DIRECTIONS FOR THIS TASK. Repeat the records below exactly.

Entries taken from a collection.
......
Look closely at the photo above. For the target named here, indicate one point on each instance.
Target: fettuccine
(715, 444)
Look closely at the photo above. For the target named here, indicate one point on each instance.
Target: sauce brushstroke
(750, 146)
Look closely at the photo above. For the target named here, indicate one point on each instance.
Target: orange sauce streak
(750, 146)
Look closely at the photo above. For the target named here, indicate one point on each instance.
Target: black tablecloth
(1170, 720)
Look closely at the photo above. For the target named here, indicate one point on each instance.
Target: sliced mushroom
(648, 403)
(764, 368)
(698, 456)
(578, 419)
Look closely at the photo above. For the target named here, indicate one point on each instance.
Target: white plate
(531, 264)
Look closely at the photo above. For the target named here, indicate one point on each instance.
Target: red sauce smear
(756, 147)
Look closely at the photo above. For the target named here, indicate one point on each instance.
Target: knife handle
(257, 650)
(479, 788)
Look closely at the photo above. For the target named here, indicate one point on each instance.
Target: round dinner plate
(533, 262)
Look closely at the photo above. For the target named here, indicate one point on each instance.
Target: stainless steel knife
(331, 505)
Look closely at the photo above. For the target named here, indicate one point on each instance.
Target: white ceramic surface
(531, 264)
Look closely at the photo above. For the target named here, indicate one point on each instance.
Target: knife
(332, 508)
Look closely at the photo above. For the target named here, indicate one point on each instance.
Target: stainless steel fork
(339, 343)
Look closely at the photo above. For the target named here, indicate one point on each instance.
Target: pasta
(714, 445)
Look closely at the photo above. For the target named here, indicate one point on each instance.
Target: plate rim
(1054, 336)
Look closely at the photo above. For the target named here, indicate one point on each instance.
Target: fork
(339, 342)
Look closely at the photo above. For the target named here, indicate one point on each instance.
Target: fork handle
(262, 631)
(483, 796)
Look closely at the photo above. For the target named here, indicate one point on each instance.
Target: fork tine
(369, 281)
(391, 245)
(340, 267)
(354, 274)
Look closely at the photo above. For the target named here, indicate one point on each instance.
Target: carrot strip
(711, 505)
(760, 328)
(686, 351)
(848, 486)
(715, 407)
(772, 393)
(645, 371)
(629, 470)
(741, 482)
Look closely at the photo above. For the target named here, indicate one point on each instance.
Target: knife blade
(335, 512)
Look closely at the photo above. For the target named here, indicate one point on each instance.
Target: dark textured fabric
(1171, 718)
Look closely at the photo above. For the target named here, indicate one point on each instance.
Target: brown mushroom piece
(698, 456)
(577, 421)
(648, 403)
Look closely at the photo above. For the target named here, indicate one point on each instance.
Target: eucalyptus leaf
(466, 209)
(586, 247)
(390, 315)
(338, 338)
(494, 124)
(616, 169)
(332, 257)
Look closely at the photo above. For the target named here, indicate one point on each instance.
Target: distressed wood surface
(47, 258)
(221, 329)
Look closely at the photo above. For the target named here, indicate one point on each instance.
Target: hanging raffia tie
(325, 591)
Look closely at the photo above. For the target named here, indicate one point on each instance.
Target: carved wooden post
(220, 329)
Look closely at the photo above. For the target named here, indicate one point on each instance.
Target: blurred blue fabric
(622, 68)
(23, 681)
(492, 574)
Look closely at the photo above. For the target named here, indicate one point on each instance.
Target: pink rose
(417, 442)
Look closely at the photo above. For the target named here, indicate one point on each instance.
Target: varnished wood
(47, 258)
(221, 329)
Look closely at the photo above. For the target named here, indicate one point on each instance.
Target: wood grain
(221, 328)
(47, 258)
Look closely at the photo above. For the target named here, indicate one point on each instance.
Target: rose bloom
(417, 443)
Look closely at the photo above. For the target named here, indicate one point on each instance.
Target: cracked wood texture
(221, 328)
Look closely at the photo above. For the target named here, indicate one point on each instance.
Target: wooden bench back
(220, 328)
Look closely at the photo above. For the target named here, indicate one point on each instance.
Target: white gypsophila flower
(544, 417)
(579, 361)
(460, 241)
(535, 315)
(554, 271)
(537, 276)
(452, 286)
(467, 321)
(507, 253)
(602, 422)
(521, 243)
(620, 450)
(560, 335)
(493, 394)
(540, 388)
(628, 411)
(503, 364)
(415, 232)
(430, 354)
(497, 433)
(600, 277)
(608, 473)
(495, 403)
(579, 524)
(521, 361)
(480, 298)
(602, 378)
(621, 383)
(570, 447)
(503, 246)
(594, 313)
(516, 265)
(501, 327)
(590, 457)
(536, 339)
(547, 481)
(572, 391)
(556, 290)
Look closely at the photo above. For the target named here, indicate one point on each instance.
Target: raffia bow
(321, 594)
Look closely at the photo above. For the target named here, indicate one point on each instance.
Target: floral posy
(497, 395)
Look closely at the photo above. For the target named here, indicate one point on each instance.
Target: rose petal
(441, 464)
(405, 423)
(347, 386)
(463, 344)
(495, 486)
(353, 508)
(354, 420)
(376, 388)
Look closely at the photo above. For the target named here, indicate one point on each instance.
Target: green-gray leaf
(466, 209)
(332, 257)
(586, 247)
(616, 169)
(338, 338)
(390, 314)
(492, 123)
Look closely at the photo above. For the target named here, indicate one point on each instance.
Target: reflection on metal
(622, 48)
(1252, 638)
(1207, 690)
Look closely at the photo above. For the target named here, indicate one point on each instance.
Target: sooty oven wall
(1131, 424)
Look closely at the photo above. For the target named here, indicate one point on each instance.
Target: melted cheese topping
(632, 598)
......
RESPONSE.
Look closely at the photo above. For the target named here, indicate one point on each instance.
Target: fettuccine
(715, 444)
Look closely at the photo above. For the target named here, indicate one point on each instance.
Target: sauce brushstroke
(750, 146)
Look closely at the photo above. For the target named here, indicate one point on each instance.
Target: orange sauce streak
(750, 146)
Look closely at the photo above. For the target named here, indicate one point on each instance.
Target: black tablecloth
(1170, 720)
Look closely at the photo above. For the target named here, indicate one point on each instance.
Target: sliced mushroom
(648, 403)
(764, 368)
(698, 456)
(578, 419)
Look closely at the photo above. For the target named here, indicate one point on each instance.
Target: white plate
(531, 264)
Look closely at the photo above. For the target named here, indicate one point on each instance.
Target: red sauce smear
(756, 147)
Look closely at the photo above. For the target named here, indicate one point on each instance.
Target: knife handle
(257, 650)
(479, 788)
Look closely at the photo above. For the target named here, indicate one point on each instance.
Target: round dinner plate
(533, 262)
Look closely at the photo above. For the target named here, indicate one point on each instance.
Target: stainless steel knife
(331, 505)
Look closely at the photo above. For the target named here, indicate one point on each instance.
Target: white ceramic surface
(531, 264)
Look closely at the photo above. For the target named here, indicate one point on each instance.
Target: knife
(332, 508)
Look closely at the photo above. For the target named here, indicate one point on each instance.
Target: stainless steel fork
(339, 343)
Look closely at the photo above. For the target named here, indicate one point on each instance.
Target: pasta
(714, 445)
Look closely at the photo above. For the target named here, indicate one point on each instance.
Target: plate rim
(1054, 336)
Look closely at the photo above. For the target named here, indicate one point on each instance.
Target: fork
(339, 342)
Look closely at the photo above. For the target named here, indicate one point on each instance.
Target: fork handle
(262, 631)
(483, 796)
Look closely at the photo above. For the target named here, indicate one point on each instance.
Target: fork tine
(369, 281)
(391, 245)
(340, 267)
(354, 274)
Look closely at the photo above. For the target named here, indicate one point on each instance.
Target: carrot strip
(711, 505)
(760, 328)
(686, 351)
(848, 486)
(715, 407)
(772, 393)
(645, 371)
(629, 470)
(741, 482)
Look closely at the photo above. For the target named here, indicate one point on each instance.
Target: knife blade
(335, 512)
Look closely at the photo above. For the target named here, indicate one point on each instance.
Target: dark textured fabric
(1171, 718)
Look closely at the photo above. For the target named here, indicate one point on each instance.
Target: brown mushroom piece
(698, 456)
(577, 421)
(648, 403)
Look closely at the photo above. For the target named here, indicate one point on each instance.
Target: eucalyptus leaf
(466, 209)
(586, 247)
(390, 315)
(338, 338)
(494, 124)
(616, 169)
(332, 257)
Look closely at the photo above. For the target named here, indicate one point on each instance.
Target: distressed wood surface
(47, 258)
(221, 329)
Look closely at the photo above. For the target named here, indicate one point on each instance.
Target: hanging raffia tie
(325, 591)
Look closely at the photo above. For the target named here, indicate one point on each instance.
Target: carved wooden post
(220, 329)
Look closely at the photo above. For the target named here, indicate one point on each instance.
Target: blurred blue fabric
(622, 68)
(23, 681)
(492, 574)
Look closely at the photo above. For the target named here, indicate one point on each instance.
Target: pink rose
(417, 442)
Look closely at the photo above. For the target named here, indicate one point on each instance.
Target: varnished wood
(47, 258)
(221, 329)
Look closely at the photo above. For the target named here, indicate one point on each instance.
Target: wood grain
(221, 328)
(47, 258)
Look closely at the photo above. For the target named here, indicate one point on each instance.
Target: rose bloom
(417, 443)
Look closely at the photo above. For the target named here, indicate one point on each instance.
Target: cracked wood texture
(221, 328)
Look closely at the photo above. For the target named here, indicate one point on each instance.
Target: wooden bench back
(220, 328)
Look closely at the photo above. For the target named here, indicate one point on each instance.
Target: white gypsophila flower
(544, 417)
(579, 361)
(460, 241)
(535, 315)
(554, 271)
(537, 276)
(452, 286)
(467, 321)
(507, 253)
(602, 422)
(521, 243)
(620, 450)
(560, 335)
(493, 394)
(540, 388)
(628, 411)
(503, 364)
(415, 232)
(430, 354)
(497, 433)
(600, 277)
(608, 473)
(495, 403)
(579, 524)
(521, 361)
(480, 298)
(602, 378)
(621, 383)
(570, 447)
(503, 246)
(594, 313)
(516, 265)
(501, 327)
(590, 457)
(536, 339)
(547, 481)
(572, 391)
(556, 290)
Look closely at the photo above. For the target named here, indicate one point on each instance.
Target: raffia bow
(321, 594)
Look closely at the photo above. For the target named here, indicate one point on each instance.
Target: floral posy
(497, 395)
Look closely at the photo above. For the target named here, indicate one point on each instance.
Target: rose petal
(441, 464)
(405, 423)
(347, 386)
(463, 344)
(495, 486)
(353, 508)
(354, 420)
(376, 388)
Look closely at the photo above. For the target named here, indicate one point on each instance.
Target: green-gray leaf
(466, 209)
(332, 257)
(586, 247)
(616, 169)
(338, 338)
(390, 314)
(492, 123)
Look closely at the photo above. For the target named here, indicate one point on each instance.
Target: reflection on metal
(622, 48)
(1252, 638)
(1207, 690)
Look closely at the photo above. For the target named here, indicate one point on each instance.
Target: sooty oven wall
(1131, 424)
Look closely at the photo above. For the target named here, indicate one point on each instance.
Target: melted cheese topping
(632, 598)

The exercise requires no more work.